__BRIEF__:
Continue the news article on India's updated AI advisory for large digital platforms, beginning after its final sentence.

──────── PAGE EXTRACT

India vs AI risks: Breather for big digital platforms, albeit with a rider
In a breather for big social media subsidiaries and internet platforms, the government has said that they no longer require approval before launching or deploying their AI models in the country. Let us find out what it means for Big Tech.
The Ministry of Electronics and IT has issued an update to its AI advisory (issued on March 1). It means that the big Internet companies do not need the government's permission anymore before launching any AI model in the country.
However, the big digital platforms are advised to label “under-tested and unreliable AI models to inform users of their potential fallibility or unreliability”.
"Under-tested/unreliable Artificial Intelligence foundational models)/ LLM/Generative Al, software(s) or algorithm(s) or further development on such models should be made available to users in India only after appropriately labelling the possible inherent fallibility or unreliability of the output generated,” according to the new MeitY advisory.

────────────────
──────── DATA PROVIDED

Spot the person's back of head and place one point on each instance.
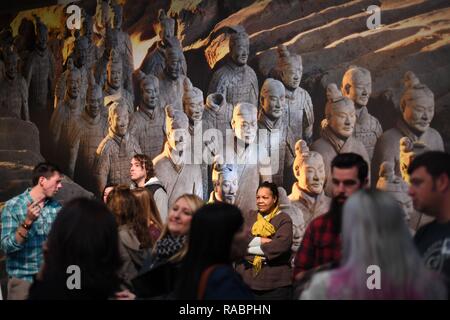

────────────────

__RESULT FOR THIS TASK__:
All intermediaries or platforms must ensure that the use of AI models /LLM/Generative AI, software or algorithms "does not permit its users to host, display, upload, modify, publish, transmit, store, update or share any unlawful content as outlined in the Rule 3(1)(b) of the IT Rules or violate any other provision of the IT Act."
"It is reiterated that non-compliance to the provisions of the IT Act and/or IT Rules would result in potential penal consequences to the intermediaries or platforms or its users when identified, including but not limited to prosecution under IT Act and several other statutes of the criminal code," according to the advisory.
The digital platforms have been asked to comply with new AI guidelines with immediate effect.
The Centre has already clarified that the permission to launch new AI models will not apply to startups.
“The advisory is aimed at untested AI platforms from deploying on the Indian Internet,” according to the government.